**Prompt**. Find each line in the entries below that contains the word "tree", and copy those lines.

**Dataset extract**.

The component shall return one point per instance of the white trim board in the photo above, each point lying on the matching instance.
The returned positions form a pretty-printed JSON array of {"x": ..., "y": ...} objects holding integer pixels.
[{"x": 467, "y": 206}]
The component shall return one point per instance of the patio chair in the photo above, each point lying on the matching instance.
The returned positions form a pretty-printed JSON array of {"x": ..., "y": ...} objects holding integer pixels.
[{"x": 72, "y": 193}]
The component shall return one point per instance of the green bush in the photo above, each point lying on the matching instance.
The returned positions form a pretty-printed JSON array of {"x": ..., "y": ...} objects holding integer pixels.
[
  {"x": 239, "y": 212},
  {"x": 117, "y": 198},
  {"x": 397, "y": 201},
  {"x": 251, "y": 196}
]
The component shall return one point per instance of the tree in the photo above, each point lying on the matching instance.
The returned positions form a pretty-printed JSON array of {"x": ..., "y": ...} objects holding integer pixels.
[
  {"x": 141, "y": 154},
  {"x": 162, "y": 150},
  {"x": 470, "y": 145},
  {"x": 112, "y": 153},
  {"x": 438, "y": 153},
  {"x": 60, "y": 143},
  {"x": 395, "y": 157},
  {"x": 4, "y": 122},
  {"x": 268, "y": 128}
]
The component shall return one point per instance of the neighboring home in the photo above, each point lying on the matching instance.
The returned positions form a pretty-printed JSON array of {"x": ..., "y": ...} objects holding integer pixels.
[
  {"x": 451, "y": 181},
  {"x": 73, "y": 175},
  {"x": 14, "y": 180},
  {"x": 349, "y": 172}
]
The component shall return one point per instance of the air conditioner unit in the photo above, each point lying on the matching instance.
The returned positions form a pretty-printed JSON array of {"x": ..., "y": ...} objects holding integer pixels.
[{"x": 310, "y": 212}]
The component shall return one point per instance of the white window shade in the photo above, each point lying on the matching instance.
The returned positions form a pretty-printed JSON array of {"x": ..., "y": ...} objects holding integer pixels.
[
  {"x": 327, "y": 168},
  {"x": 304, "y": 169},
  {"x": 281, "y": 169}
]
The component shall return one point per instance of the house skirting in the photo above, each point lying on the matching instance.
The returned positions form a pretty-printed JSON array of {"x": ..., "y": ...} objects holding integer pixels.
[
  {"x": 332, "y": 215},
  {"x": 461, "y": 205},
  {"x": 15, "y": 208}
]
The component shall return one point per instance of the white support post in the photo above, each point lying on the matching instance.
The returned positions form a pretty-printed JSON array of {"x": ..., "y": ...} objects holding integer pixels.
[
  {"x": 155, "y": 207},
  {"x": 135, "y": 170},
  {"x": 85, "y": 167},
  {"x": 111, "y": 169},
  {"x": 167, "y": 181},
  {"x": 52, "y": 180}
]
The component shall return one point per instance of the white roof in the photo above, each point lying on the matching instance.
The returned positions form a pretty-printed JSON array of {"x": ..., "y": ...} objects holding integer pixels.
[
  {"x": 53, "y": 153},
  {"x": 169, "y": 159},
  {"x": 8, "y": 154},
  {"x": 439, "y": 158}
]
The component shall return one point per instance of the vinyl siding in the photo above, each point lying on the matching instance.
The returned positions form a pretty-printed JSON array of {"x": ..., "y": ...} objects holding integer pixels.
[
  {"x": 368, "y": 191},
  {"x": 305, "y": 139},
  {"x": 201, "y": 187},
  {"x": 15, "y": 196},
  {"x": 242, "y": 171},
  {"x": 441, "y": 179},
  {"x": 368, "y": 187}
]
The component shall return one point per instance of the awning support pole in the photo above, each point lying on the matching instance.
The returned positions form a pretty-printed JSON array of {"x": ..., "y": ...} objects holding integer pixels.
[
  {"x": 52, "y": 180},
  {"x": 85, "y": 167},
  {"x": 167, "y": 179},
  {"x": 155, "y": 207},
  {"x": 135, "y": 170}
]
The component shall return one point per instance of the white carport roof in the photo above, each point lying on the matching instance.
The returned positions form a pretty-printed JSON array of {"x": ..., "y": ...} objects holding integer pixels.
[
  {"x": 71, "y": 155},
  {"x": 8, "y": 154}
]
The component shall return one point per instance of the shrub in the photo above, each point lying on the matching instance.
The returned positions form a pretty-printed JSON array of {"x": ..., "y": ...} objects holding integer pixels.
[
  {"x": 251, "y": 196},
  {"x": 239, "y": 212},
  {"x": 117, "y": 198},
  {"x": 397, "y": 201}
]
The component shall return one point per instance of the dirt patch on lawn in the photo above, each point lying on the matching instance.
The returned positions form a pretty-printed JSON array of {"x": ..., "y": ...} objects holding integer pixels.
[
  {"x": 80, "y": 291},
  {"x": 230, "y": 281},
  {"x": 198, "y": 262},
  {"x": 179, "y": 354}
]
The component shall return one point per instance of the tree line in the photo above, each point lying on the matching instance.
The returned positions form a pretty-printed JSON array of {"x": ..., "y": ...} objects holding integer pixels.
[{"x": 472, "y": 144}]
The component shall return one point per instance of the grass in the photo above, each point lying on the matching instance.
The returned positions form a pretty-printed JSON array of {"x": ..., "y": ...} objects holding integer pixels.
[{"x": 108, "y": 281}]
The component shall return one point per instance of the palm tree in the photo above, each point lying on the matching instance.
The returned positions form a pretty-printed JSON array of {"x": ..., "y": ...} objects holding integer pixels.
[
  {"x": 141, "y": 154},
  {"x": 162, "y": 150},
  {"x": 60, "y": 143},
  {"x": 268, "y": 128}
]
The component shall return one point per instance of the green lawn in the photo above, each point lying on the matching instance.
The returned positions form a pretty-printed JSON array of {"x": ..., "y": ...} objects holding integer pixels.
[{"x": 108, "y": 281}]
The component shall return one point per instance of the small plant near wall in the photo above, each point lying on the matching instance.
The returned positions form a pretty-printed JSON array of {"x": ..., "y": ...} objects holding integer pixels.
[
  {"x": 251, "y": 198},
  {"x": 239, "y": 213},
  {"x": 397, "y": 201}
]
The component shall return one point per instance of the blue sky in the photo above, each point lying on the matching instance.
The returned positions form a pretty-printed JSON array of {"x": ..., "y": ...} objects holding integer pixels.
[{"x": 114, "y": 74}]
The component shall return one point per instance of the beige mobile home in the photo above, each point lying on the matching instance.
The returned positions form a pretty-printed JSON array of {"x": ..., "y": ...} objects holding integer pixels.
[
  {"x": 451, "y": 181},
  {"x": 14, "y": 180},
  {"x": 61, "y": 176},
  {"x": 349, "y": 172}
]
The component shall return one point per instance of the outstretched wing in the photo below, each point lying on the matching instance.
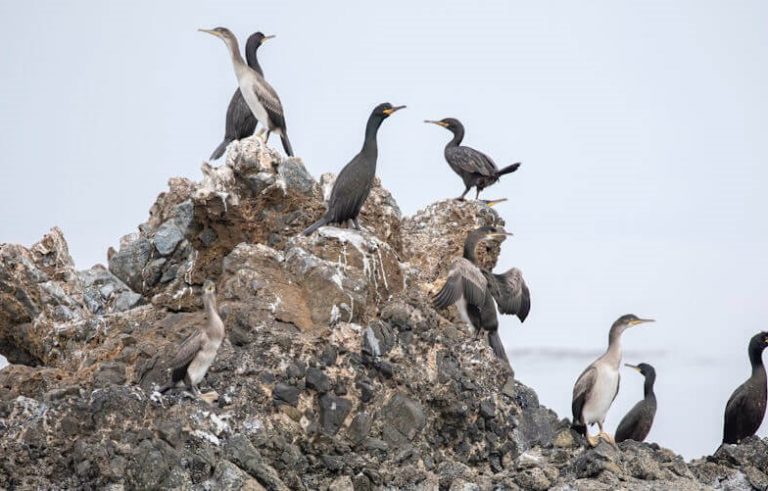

**Final result**.
The component shall return one point per instance of the tree in the photo above, each point lying on the matching instance.
The component shall return one point per instance of the tree line in the photo above, each point lying on the matching instance.
The component shall return one point per instance of the palm tree in the photo above, each point lying on the matching instance.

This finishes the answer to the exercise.